▶ STUDY TEXT

· · · · · · ·

To obtain the command-line arguments for a given output, use the form based interface to adjust the settings then choose "Show command line arguments". The command line can then be copied and pasted as required. To direct the output to a file, add a > symbol followed by the path to the output file, as in the example above.
Note that, if Mascot security is enabled, the arguments will include a security session ID, e.g. sessionid=billy_299425468615895. You don’t need to provide a session ID for command line operations, so best to drop this argument in case it becomes invalid before you try to use it.
The script should never output the HTML for the interactive download button when called from the command line, but this can happen if it is called from a CGI script. If this is a problem, add the argument generate_file=1.
Required Arguments
- do_export
- must be 1 to export results
- export_format
- XML or CSV or pepXML or DTASelect or MascotDAT or mzIdentML or mzTab or MGF
- file
- relative or absolute path to result file
XML Schema
Versioning
The Mascot Search Results XML schema uses versioning to avoid applications breaking when the schema is updated. The schema definition is identified by a major version number and a minor version number.
When a change is made to the schema, and any instance document that was valid against the previous schema could become invalid, the major version number will be incremented. An example of such a change would be that a new type or element is added to the schema that is not optional. If a change is made to a schema that cannot break the validity of any existing document, such as adding a new type or element that is optional, then the minor version will be incremented.

· · · · · · ·

Images for object localization
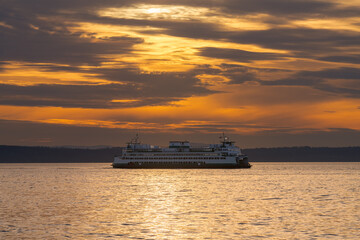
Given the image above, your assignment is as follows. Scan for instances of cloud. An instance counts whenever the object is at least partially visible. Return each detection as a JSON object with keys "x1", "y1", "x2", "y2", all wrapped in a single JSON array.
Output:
[
  {"x1": 0, "y1": 65, "x2": 216, "y2": 108},
  {"x1": 260, "y1": 67, "x2": 360, "y2": 98},
  {"x1": 200, "y1": 47, "x2": 283, "y2": 62},
  {"x1": 318, "y1": 54, "x2": 360, "y2": 64},
  {"x1": 0, "y1": 20, "x2": 143, "y2": 65}
]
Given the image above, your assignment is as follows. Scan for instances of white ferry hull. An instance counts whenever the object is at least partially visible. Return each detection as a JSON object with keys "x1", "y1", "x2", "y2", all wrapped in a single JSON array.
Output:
[
  {"x1": 113, "y1": 163, "x2": 251, "y2": 169},
  {"x1": 112, "y1": 157, "x2": 251, "y2": 169},
  {"x1": 113, "y1": 135, "x2": 251, "y2": 169}
]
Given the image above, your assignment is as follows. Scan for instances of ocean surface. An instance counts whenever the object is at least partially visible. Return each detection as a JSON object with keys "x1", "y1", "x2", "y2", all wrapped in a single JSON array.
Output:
[{"x1": 0, "y1": 163, "x2": 360, "y2": 239}]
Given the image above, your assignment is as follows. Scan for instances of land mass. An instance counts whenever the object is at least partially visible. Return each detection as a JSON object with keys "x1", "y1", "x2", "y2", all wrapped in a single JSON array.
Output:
[{"x1": 0, "y1": 145, "x2": 360, "y2": 163}]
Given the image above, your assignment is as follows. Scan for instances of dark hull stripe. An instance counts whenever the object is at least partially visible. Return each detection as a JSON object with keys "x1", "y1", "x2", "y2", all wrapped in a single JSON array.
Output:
[{"x1": 113, "y1": 163, "x2": 251, "y2": 169}]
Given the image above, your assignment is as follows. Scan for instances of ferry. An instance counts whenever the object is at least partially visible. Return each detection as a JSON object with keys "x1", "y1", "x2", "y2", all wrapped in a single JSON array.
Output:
[{"x1": 112, "y1": 134, "x2": 251, "y2": 168}]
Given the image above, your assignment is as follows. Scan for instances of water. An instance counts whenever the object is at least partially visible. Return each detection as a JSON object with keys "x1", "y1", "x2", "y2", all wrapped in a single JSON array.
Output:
[{"x1": 0, "y1": 163, "x2": 360, "y2": 239}]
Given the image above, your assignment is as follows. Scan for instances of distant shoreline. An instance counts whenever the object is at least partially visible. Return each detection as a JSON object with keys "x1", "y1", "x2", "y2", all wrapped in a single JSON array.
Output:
[{"x1": 0, "y1": 145, "x2": 360, "y2": 163}]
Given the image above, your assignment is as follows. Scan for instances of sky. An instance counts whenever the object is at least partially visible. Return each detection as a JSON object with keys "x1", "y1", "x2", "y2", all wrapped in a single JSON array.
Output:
[{"x1": 0, "y1": 0, "x2": 360, "y2": 148}]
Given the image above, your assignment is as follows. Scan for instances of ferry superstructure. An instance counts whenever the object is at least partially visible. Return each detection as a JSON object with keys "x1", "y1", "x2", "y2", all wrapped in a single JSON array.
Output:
[{"x1": 112, "y1": 136, "x2": 251, "y2": 168}]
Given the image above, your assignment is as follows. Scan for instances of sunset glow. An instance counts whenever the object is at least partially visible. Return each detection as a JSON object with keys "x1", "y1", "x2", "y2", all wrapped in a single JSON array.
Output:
[{"x1": 0, "y1": 0, "x2": 360, "y2": 147}]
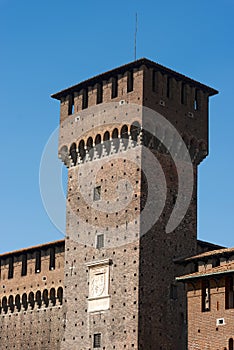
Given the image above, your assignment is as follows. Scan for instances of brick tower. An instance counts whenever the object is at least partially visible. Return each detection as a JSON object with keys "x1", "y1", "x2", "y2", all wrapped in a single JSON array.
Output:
[{"x1": 52, "y1": 59, "x2": 217, "y2": 350}]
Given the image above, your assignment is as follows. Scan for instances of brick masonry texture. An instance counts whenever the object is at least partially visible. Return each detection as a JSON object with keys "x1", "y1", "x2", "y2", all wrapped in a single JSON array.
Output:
[{"x1": 0, "y1": 59, "x2": 221, "y2": 350}]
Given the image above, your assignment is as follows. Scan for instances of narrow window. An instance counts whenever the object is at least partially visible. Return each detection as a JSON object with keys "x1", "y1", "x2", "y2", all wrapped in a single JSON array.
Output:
[
  {"x1": 212, "y1": 258, "x2": 220, "y2": 267},
  {"x1": 21, "y1": 254, "x2": 27, "y2": 276},
  {"x1": 93, "y1": 186, "x2": 101, "y2": 202},
  {"x1": 181, "y1": 83, "x2": 186, "y2": 104},
  {"x1": 35, "y1": 251, "x2": 41, "y2": 273},
  {"x1": 82, "y1": 89, "x2": 88, "y2": 109},
  {"x1": 50, "y1": 247, "x2": 55, "y2": 270},
  {"x1": 93, "y1": 333, "x2": 101, "y2": 348},
  {"x1": 170, "y1": 284, "x2": 178, "y2": 300},
  {"x1": 167, "y1": 77, "x2": 171, "y2": 98},
  {"x1": 152, "y1": 70, "x2": 158, "y2": 92},
  {"x1": 97, "y1": 83, "x2": 103, "y2": 104},
  {"x1": 96, "y1": 234, "x2": 104, "y2": 249},
  {"x1": 111, "y1": 77, "x2": 118, "y2": 98},
  {"x1": 8, "y1": 256, "x2": 14, "y2": 279},
  {"x1": 225, "y1": 276, "x2": 234, "y2": 309},
  {"x1": 202, "y1": 280, "x2": 210, "y2": 312},
  {"x1": 194, "y1": 89, "x2": 198, "y2": 111},
  {"x1": 127, "y1": 71, "x2": 133, "y2": 92},
  {"x1": 68, "y1": 95, "x2": 74, "y2": 115}
]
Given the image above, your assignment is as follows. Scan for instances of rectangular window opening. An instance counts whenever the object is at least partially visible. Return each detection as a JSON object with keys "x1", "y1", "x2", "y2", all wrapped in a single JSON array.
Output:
[
  {"x1": 111, "y1": 77, "x2": 118, "y2": 98},
  {"x1": 93, "y1": 333, "x2": 101, "y2": 349},
  {"x1": 49, "y1": 247, "x2": 55, "y2": 270},
  {"x1": 82, "y1": 89, "x2": 88, "y2": 109},
  {"x1": 127, "y1": 71, "x2": 133, "y2": 92},
  {"x1": 21, "y1": 254, "x2": 28, "y2": 276},
  {"x1": 35, "y1": 251, "x2": 41, "y2": 273},
  {"x1": 8, "y1": 257, "x2": 14, "y2": 279},
  {"x1": 97, "y1": 83, "x2": 103, "y2": 104},
  {"x1": 170, "y1": 284, "x2": 178, "y2": 300},
  {"x1": 96, "y1": 234, "x2": 104, "y2": 249},
  {"x1": 68, "y1": 95, "x2": 74, "y2": 115},
  {"x1": 93, "y1": 186, "x2": 101, "y2": 202},
  {"x1": 181, "y1": 83, "x2": 186, "y2": 104},
  {"x1": 167, "y1": 77, "x2": 171, "y2": 98},
  {"x1": 225, "y1": 276, "x2": 234, "y2": 309},
  {"x1": 194, "y1": 89, "x2": 198, "y2": 111},
  {"x1": 202, "y1": 280, "x2": 210, "y2": 312},
  {"x1": 152, "y1": 70, "x2": 158, "y2": 92}
]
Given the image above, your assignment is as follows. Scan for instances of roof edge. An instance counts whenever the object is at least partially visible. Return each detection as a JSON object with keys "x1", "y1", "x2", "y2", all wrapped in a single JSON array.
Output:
[
  {"x1": 51, "y1": 57, "x2": 218, "y2": 100},
  {"x1": 0, "y1": 239, "x2": 65, "y2": 259}
]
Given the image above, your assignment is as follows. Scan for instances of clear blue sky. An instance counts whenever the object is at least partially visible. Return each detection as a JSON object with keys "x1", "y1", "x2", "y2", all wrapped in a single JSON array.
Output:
[{"x1": 0, "y1": 0, "x2": 234, "y2": 252}]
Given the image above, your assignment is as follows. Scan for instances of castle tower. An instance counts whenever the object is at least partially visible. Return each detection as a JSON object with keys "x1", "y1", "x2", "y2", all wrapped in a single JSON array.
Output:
[{"x1": 52, "y1": 59, "x2": 217, "y2": 350}]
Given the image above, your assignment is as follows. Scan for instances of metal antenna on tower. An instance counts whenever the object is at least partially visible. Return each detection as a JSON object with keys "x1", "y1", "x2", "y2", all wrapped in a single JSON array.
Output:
[{"x1": 134, "y1": 12, "x2": 138, "y2": 61}]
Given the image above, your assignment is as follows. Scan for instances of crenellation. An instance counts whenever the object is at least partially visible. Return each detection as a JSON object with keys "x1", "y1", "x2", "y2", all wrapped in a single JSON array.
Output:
[{"x1": 0, "y1": 59, "x2": 219, "y2": 350}]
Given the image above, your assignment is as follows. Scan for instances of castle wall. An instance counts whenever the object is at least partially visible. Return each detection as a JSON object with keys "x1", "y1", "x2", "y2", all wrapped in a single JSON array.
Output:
[{"x1": 0, "y1": 241, "x2": 65, "y2": 350}]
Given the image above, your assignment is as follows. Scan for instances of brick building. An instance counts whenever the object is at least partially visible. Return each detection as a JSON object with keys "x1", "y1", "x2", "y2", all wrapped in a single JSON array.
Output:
[
  {"x1": 177, "y1": 248, "x2": 234, "y2": 350},
  {"x1": 0, "y1": 59, "x2": 232, "y2": 350}
]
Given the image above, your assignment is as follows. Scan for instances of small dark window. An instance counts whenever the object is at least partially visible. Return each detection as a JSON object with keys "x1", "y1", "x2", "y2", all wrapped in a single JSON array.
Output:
[
  {"x1": 181, "y1": 83, "x2": 186, "y2": 104},
  {"x1": 82, "y1": 89, "x2": 88, "y2": 109},
  {"x1": 35, "y1": 251, "x2": 41, "y2": 273},
  {"x1": 21, "y1": 254, "x2": 27, "y2": 276},
  {"x1": 225, "y1": 276, "x2": 234, "y2": 309},
  {"x1": 93, "y1": 333, "x2": 101, "y2": 348},
  {"x1": 194, "y1": 89, "x2": 198, "y2": 111},
  {"x1": 8, "y1": 256, "x2": 14, "y2": 279},
  {"x1": 202, "y1": 280, "x2": 210, "y2": 312},
  {"x1": 68, "y1": 95, "x2": 74, "y2": 115},
  {"x1": 93, "y1": 186, "x2": 101, "y2": 201},
  {"x1": 97, "y1": 83, "x2": 103, "y2": 104},
  {"x1": 170, "y1": 284, "x2": 178, "y2": 300},
  {"x1": 97, "y1": 234, "x2": 104, "y2": 249},
  {"x1": 127, "y1": 71, "x2": 133, "y2": 92},
  {"x1": 167, "y1": 77, "x2": 171, "y2": 98},
  {"x1": 50, "y1": 247, "x2": 55, "y2": 270},
  {"x1": 111, "y1": 77, "x2": 118, "y2": 98},
  {"x1": 228, "y1": 338, "x2": 233, "y2": 350}
]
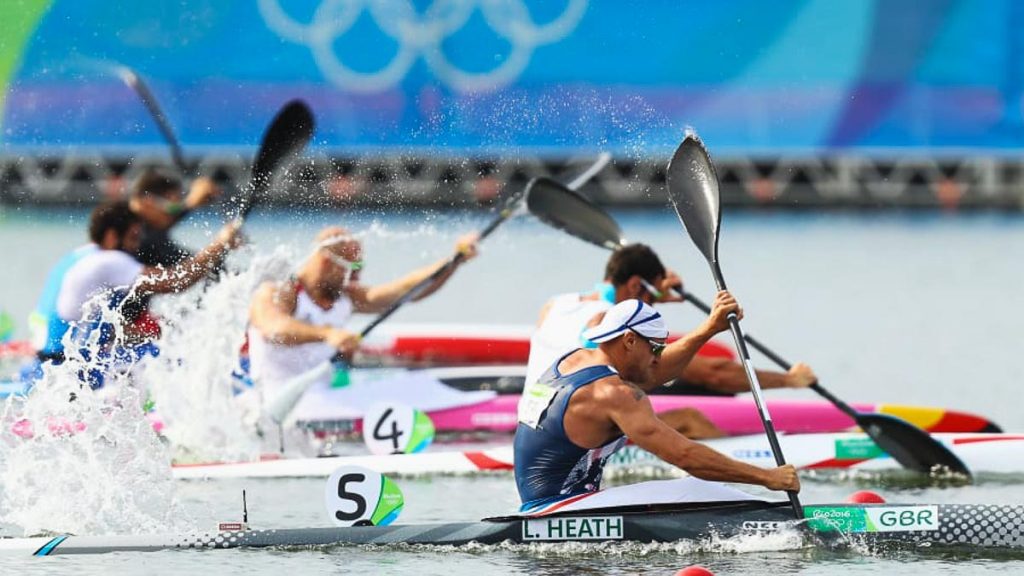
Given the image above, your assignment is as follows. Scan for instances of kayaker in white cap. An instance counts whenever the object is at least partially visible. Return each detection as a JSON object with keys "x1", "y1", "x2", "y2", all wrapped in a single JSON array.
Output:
[
  {"x1": 526, "y1": 244, "x2": 817, "y2": 439},
  {"x1": 249, "y1": 227, "x2": 477, "y2": 387},
  {"x1": 514, "y1": 291, "x2": 800, "y2": 513}
]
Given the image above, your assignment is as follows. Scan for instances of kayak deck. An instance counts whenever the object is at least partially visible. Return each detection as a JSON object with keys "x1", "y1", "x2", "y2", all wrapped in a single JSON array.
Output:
[{"x1": 12, "y1": 501, "x2": 1024, "y2": 556}]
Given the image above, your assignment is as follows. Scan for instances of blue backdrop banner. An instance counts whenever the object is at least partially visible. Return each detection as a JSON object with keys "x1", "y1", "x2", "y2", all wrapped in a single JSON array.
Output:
[{"x1": 0, "y1": 0, "x2": 1024, "y2": 156}]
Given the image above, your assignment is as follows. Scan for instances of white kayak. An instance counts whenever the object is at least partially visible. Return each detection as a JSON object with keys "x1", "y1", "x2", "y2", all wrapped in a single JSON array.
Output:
[{"x1": 174, "y1": 433, "x2": 1024, "y2": 480}]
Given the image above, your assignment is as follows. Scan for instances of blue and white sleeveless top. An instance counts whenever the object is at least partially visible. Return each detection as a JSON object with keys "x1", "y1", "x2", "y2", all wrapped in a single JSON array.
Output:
[
  {"x1": 29, "y1": 244, "x2": 99, "y2": 357},
  {"x1": 514, "y1": 351, "x2": 626, "y2": 511}
]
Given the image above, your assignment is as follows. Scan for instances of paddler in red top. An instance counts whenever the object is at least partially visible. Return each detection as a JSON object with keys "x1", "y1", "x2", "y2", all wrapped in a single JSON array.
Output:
[
  {"x1": 249, "y1": 227, "x2": 477, "y2": 392},
  {"x1": 525, "y1": 244, "x2": 817, "y2": 439}
]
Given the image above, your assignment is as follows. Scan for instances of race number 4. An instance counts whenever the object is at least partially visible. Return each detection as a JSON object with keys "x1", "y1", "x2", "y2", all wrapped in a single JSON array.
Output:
[
  {"x1": 362, "y1": 404, "x2": 434, "y2": 455},
  {"x1": 324, "y1": 465, "x2": 404, "y2": 526}
]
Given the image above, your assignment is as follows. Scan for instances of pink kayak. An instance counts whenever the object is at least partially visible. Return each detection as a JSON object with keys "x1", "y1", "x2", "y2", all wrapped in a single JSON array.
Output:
[
  {"x1": 299, "y1": 395, "x2": 999, "y2": 436},
  {"x1": 415, "y1": 396, "x2": 991, "y2": 436}
]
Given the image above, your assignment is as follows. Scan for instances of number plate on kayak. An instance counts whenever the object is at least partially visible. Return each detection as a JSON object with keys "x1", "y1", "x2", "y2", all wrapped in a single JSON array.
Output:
[{"x1": 522, "y1": 516, "x2": 623, "y2": 541}]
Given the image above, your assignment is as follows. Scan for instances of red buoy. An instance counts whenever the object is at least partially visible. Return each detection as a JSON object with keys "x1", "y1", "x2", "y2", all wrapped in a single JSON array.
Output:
[
  {"x1": 676, "y1": 565, "x2": 715, "y2": 576},
  {"x1": 846, "y1": 490, "x2": 886, "y2": 504}
]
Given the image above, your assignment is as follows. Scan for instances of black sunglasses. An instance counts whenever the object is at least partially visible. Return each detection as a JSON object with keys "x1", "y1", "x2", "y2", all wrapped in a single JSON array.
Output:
[{"x1": 629, "y1": 328, "x2": 669, "y2": 358}]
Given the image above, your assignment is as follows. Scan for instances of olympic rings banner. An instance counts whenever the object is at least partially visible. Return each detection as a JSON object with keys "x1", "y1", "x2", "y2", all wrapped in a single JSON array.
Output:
[{"x1": 0, "y1": 0, "x2": 1024, "y2": 156}]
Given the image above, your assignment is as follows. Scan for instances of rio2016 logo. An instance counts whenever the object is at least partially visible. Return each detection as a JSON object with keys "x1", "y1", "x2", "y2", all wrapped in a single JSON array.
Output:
[{"x1": 259, "y1": 0, "x2": 589, "y2": 92}]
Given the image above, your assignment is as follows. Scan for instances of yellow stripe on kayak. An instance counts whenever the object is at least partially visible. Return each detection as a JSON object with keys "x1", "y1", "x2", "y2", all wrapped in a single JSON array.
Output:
[{"x1": 874, "y1": 404, "x2": 946, "y2": 430}]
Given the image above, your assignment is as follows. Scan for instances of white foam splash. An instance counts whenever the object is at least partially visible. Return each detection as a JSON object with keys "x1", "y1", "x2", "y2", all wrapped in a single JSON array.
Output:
[
  {"x1": 140, "y1": 247, "x2": 296, "y2": 461},
  {"x1": 0, "y1": 293, "x2": 185, "y2": 535}
]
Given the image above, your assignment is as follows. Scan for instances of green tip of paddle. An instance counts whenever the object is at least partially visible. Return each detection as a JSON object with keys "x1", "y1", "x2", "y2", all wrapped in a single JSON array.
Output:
[
  {"x1": 0, "y1": 312, "x2": 14, "y2": 342},
  {"x1": 331, "y1": 368, "x2": 351, "y2": 388}
]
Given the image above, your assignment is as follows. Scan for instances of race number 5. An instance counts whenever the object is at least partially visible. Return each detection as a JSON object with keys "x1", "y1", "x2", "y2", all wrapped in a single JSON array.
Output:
[
  {"x1": 362, "y1": 404, "x2": 434, "y2": 455},
  {"x1": 324, "y1": 465, "x2": 404, "y2": 526}
]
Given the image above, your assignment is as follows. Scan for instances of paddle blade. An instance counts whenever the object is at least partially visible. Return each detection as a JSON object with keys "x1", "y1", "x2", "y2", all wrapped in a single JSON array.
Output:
[
  {"x1": 666, "y1": 131, "x2": 722, "y2": 262},
  {"x1": 526, "y1": 177, "x2": 626, "y2": 250},
  {"x1": 855, "y1": 414, "x2": 971, "y2": 479},
  {"x1": 241, "y1": 99, "x2": 316, "y2": 217}
]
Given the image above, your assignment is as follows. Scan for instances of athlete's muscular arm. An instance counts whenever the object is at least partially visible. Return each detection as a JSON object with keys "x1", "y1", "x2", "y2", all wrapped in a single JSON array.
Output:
[
  {"x1": 592, "y1": 380, "x2": 800, "y2": 491},
  {"x1": 682, "y1": 356, "x2": 817, "y2": 394},
  {"x1": 134, "y1": 218, "x2": 242, "y2": 294},
  {"x1": 249, "y1": 282, "x2": 359, "y2": 353},
  {"x1": 644, "y1": 290, "x2": 743, "y2": 389}
]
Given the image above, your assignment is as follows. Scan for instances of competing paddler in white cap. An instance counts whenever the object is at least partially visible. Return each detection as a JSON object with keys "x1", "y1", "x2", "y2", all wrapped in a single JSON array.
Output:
[
  {"x1": 249, "y1": 227, "x2": 477, "y2": 389},
  {"x1": 515, "y1": 291, "x2": 800, "y2": 513}
]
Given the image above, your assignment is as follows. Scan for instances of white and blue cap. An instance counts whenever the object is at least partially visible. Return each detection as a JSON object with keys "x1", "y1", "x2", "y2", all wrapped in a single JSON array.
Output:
[{"x1": 583, "y1": 299, "x2": 669, "y2": 344}]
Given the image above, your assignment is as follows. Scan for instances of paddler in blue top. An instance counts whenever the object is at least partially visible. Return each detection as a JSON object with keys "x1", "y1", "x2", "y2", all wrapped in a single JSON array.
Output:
[
  {"x1": 526, "y1": 244, "x2": 817, "y2": 439},
  {"x1": 31, "y1": 201, "x2": 241, "y2": 362},
  {"x1": 514, "y1": 291, "x2": 800, "y2": 513}
]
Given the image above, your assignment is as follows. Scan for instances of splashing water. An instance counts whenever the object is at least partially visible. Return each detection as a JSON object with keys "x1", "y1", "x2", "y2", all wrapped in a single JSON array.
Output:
[
  {"x1": 0, "y1": 289, "x2": 183, "y2": 535},
  {"x1": 140, "y1": 247, "x2": 296, "y2": 462}
]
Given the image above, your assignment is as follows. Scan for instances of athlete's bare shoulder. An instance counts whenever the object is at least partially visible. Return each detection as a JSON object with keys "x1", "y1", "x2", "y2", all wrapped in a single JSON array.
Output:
[{"x1": 591, "y1": 374, "x2": 647, "y2": 406}]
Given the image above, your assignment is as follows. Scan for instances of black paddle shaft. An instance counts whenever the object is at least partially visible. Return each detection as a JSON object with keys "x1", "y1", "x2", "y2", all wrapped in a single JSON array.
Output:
[
  {"x1": 680, "y1": 292, "x2": 860, "y2": 414},
  {"x1": 359, "y1": 199, "x2": 522, "y2": 338},
  {"x1": 677, "y1": 290, "x2": 971, "y2": 478}
]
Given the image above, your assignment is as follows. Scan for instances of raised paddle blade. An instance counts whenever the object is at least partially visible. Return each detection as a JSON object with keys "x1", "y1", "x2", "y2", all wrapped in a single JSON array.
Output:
[
  {"x1": 666, "y1": 130, "x2": 722, "y2": 262},
  {"x1": 240, "y1": 99, "x2": 316, "y2": 218},
  {"x1": 854, "y1": 413, "x2": 971, "y2": 480},
  {"x1": 526, "y1": 177, "x2": 625, "y2": 250}
]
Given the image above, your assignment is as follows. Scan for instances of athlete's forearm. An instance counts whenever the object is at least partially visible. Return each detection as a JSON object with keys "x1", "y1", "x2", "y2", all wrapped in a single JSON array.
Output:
[
  {"x1": 670, "y1": 440, "x2": 770, "y2": 486},
  {"x1": 258, "y1": 317, "x2": 330, "y2": 346},
  {"x1": 645, "y1": 325, "x2": 715, "y2": 389},
  {"x1": 681, "y1": 356, "x2": 791, "y2": 394},
  {"x1": 138, "y1": 242, "x2": 227, "y2": 294}
]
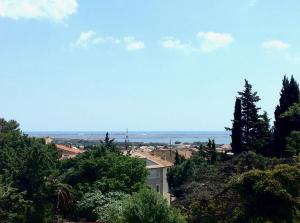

· · · · · · ·

In the text on exporting Mascot search results, why is it recommended to remove the security session ID argument from the command line? The listing is separate material and has nothing to do with the text.

A session ID isn't needed for command-line operations. The argument could also become invalid before the command is used.